PAR BACARY DOMINGO MANE

Deux chroniqueurs de WEB TV (télévision en ligne), ont déclaré que le leader de Pastef, Ousmane Sonko, voulait manipuler l’opinion, en glissant ses mains derrière le dos, pour faire croire qu’on l’a menotté. C’était lors des évènements de mars 2021, quand les forces de l’ordre ont arrêté son cortège pour l’obliger à changer d’itinéraire.

Ces chroniqueurs occasionnels se sont-ils vraiment interrogés sur le sentiment qui traversait Ousmane Sonko en ce moment-là ? A moins de lui dénier son humanité. Puisque tout être humain a des reflexes face aux agressions extérieures. Les gestes authentiques (et non appris) traduisent notre climat mental.

La synergologie nous apprend que chaque sentiment présent dans notre conscience se traduit automatiquement en gestes, postures ou  mimiques (GPM)[1]. Chaque pensée entraine, par conséquent, un effet gesticulatoire.

Au lieu de chercher à comprendre ce que ce geste traduit, nos chroniqueurs ont choisi le raccourci de la diabolisation qui les installe soit dans l’ignorance, soit dans la mauvaise foi.

C’est un geste que l’on observe souvent, en Afrique, chez les personnes d’un certain âge portant le boubou. On peut être amené à penser que le geste sert juste à éviter que le boubou se salisse. Pourtant, ce n’est pas toutes les personnes portant le boubou qui font régulièrement ce geste.

■ **Ensemble des entrées**
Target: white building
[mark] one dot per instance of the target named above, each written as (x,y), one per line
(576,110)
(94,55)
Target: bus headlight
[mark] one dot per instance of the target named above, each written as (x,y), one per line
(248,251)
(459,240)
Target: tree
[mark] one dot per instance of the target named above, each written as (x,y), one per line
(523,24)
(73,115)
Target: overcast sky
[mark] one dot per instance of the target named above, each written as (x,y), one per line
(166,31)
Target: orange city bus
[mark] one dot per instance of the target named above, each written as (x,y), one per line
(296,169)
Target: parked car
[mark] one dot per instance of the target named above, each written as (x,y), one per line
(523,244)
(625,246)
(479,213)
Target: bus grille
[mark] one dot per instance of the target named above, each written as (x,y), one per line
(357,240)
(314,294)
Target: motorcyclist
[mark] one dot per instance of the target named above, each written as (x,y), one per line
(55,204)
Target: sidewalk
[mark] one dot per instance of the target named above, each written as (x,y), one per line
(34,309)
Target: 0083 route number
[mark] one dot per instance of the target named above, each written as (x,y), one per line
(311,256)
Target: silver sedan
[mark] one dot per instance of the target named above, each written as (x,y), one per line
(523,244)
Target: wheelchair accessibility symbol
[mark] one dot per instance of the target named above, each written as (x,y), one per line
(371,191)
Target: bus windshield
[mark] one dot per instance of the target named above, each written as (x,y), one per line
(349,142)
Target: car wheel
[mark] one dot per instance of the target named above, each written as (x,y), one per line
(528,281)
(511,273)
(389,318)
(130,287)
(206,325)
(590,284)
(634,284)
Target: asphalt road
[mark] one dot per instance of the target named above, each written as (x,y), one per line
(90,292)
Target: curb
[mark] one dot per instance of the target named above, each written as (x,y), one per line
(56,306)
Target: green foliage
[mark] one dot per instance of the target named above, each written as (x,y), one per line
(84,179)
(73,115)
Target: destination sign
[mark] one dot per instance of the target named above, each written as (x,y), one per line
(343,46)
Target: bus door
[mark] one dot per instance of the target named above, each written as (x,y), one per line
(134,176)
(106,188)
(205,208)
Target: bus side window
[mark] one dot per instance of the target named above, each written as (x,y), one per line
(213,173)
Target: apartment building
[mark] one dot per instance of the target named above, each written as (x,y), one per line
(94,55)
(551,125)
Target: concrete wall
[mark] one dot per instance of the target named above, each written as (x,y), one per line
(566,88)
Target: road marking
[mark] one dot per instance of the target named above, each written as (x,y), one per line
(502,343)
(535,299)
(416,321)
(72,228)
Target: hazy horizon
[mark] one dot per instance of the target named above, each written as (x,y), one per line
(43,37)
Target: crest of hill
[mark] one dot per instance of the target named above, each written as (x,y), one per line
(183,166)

■ **Consignes**
- 1) Reformulez plus brièvement le paragraphe de l'extrait qui commence par « C'est un geste que l'on observe souvent », en gardant ses faits principaux.
- 2) Retranscrivez à l'identique tout ce qui va de « Ces chroniqueurs occasionnels » jusqu'à « un effet gesticulatoire. » dans l'extrait.

■ **Réponses successives**
- 1) En Afrique, ce geste est fréquent chez les personnes d'un certain âge vêtues du boubou. On pourrait croire qu'il sert seulement à ne pas salir le boubou, mais tous ceux qui le portent ne le font pas régulièrement.

- 2)
Ces chroniqueurs occasionnels se sont-ils vraiment interrogés sur le sentiment qui traversait Ousmane Sonko en ce moment-là ? A moins de lui dénier son humanité. Puisque tout être humain a des reflexes face aux agressions extérieures. Les gestes authentiques (et non appris) traduisent notre climat mental.

La synergologie nous apprend que chaque sentiment présent dans notre conscience se traduit automatiquement en gestes, postures ou  mimiques (GPM)[1]. Chaque pensée entraine, par conséquent, un effet gesticulatoire.